-------- RECORDS SUPPLIED
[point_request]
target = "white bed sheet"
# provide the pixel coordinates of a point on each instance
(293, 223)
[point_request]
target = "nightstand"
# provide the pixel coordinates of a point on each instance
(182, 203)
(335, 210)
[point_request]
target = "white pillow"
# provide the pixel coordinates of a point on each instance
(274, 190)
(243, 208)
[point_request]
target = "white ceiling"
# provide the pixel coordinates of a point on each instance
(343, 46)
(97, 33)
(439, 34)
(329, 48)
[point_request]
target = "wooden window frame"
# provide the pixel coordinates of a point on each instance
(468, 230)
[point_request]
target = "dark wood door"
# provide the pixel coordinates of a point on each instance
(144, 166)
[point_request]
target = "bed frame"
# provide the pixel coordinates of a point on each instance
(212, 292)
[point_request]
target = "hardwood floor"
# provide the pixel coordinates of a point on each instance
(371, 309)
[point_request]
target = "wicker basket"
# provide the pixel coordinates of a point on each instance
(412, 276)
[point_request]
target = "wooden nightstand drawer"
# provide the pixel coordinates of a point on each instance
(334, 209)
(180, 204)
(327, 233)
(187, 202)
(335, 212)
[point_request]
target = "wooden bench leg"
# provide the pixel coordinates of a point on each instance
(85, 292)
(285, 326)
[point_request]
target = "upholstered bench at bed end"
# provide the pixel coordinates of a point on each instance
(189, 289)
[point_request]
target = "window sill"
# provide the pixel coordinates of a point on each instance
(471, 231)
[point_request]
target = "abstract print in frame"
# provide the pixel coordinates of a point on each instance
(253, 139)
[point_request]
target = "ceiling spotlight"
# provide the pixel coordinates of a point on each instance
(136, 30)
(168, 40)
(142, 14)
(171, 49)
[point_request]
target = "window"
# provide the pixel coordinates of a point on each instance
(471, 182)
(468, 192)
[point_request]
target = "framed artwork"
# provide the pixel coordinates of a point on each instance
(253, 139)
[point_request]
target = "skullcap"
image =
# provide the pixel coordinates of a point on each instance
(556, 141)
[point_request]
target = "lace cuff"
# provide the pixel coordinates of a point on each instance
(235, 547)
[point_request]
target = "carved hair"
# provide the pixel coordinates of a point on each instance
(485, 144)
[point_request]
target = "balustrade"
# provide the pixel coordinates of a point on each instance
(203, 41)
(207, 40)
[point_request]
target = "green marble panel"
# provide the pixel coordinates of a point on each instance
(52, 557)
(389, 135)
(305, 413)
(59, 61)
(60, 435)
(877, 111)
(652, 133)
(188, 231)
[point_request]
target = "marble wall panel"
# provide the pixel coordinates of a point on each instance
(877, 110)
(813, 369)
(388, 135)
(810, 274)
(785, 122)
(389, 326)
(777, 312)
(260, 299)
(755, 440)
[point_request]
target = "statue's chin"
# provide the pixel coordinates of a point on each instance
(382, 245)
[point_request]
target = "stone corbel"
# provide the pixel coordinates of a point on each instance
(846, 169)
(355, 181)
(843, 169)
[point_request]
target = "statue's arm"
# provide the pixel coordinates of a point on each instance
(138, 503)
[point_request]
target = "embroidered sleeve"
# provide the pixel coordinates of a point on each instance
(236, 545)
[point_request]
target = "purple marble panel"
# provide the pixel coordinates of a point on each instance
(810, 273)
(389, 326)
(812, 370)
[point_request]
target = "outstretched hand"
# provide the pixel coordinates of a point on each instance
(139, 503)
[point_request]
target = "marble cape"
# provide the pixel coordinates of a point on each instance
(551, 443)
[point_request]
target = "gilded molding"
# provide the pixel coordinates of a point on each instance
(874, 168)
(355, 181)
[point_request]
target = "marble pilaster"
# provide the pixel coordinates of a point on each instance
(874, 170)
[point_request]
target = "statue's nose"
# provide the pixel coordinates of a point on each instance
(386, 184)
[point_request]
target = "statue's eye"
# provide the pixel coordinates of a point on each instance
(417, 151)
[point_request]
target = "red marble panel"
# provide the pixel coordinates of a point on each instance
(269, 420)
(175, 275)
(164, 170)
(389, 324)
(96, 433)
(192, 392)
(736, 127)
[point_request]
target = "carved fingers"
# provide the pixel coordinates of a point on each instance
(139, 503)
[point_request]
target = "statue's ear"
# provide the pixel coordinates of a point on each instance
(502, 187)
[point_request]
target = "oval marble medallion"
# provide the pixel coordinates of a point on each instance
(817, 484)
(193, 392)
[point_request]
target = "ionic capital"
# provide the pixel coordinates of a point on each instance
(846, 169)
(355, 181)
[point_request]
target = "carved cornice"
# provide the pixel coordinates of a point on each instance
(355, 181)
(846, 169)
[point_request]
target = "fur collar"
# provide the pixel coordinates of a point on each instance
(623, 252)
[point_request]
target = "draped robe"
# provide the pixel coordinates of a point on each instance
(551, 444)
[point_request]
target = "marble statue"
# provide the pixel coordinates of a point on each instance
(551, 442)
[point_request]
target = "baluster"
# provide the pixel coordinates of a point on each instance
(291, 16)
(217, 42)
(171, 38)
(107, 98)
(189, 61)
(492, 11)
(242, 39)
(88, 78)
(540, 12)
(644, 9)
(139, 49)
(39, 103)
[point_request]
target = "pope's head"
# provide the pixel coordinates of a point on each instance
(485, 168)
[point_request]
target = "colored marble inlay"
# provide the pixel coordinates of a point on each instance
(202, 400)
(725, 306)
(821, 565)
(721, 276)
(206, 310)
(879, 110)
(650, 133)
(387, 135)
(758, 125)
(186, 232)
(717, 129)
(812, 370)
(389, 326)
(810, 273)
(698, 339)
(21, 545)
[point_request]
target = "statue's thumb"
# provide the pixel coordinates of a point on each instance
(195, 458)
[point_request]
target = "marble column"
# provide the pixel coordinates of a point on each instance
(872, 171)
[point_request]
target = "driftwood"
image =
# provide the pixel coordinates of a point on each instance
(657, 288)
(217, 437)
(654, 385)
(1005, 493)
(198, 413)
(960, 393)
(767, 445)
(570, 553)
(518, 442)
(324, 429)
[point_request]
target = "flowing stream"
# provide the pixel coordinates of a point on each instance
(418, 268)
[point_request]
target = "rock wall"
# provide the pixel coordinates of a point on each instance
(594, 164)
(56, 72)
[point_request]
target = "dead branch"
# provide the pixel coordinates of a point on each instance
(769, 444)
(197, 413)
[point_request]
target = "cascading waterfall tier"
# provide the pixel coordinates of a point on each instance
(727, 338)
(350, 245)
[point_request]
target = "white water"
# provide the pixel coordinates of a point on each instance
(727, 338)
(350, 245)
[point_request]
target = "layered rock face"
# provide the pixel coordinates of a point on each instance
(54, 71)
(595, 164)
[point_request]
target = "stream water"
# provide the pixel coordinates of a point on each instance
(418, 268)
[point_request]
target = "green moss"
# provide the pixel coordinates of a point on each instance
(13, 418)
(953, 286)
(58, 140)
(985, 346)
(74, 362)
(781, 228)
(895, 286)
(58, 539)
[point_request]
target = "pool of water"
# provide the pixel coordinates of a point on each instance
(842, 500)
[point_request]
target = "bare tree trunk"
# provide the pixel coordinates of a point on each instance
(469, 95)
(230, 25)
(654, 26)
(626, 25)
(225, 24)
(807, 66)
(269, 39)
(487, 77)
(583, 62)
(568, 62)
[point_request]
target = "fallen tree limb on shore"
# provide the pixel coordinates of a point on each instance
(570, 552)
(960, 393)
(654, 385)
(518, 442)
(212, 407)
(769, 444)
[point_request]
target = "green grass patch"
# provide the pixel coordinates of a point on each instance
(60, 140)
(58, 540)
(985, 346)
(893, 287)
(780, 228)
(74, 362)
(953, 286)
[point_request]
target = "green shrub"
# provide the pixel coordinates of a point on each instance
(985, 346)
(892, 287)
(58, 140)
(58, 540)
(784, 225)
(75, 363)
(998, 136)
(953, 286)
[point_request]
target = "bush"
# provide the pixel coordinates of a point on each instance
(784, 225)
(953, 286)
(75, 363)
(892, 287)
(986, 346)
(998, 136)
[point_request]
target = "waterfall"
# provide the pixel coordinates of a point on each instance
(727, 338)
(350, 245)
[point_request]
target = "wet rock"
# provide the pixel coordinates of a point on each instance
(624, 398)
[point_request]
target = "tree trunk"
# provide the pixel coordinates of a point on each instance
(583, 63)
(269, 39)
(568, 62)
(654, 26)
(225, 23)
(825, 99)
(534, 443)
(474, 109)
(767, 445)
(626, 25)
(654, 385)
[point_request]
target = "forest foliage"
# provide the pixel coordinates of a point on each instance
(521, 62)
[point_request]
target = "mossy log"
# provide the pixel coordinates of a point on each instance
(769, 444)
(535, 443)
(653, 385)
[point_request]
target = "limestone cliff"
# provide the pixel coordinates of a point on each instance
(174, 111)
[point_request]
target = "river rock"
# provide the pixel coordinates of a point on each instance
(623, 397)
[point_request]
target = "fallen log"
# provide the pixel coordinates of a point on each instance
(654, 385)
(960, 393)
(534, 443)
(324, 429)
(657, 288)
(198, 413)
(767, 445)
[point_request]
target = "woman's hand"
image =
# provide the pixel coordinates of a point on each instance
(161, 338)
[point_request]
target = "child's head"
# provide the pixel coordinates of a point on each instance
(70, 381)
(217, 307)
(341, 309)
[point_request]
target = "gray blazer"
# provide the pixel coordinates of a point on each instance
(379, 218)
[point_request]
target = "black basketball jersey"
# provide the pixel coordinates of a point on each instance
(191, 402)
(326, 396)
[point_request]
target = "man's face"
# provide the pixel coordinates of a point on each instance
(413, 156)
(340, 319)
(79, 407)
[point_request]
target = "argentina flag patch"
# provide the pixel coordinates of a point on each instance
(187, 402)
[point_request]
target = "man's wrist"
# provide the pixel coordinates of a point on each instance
----------------
» YOUR OBJECTIVE:
Which lines of the listing above contain the string "carved"? Gather and copy each of them in full, counting only matches in the same case.

» ANSWER FOR THIS EXERCISE:
target = "carved hair"
target = "carved fingers"
target = "carved cornice"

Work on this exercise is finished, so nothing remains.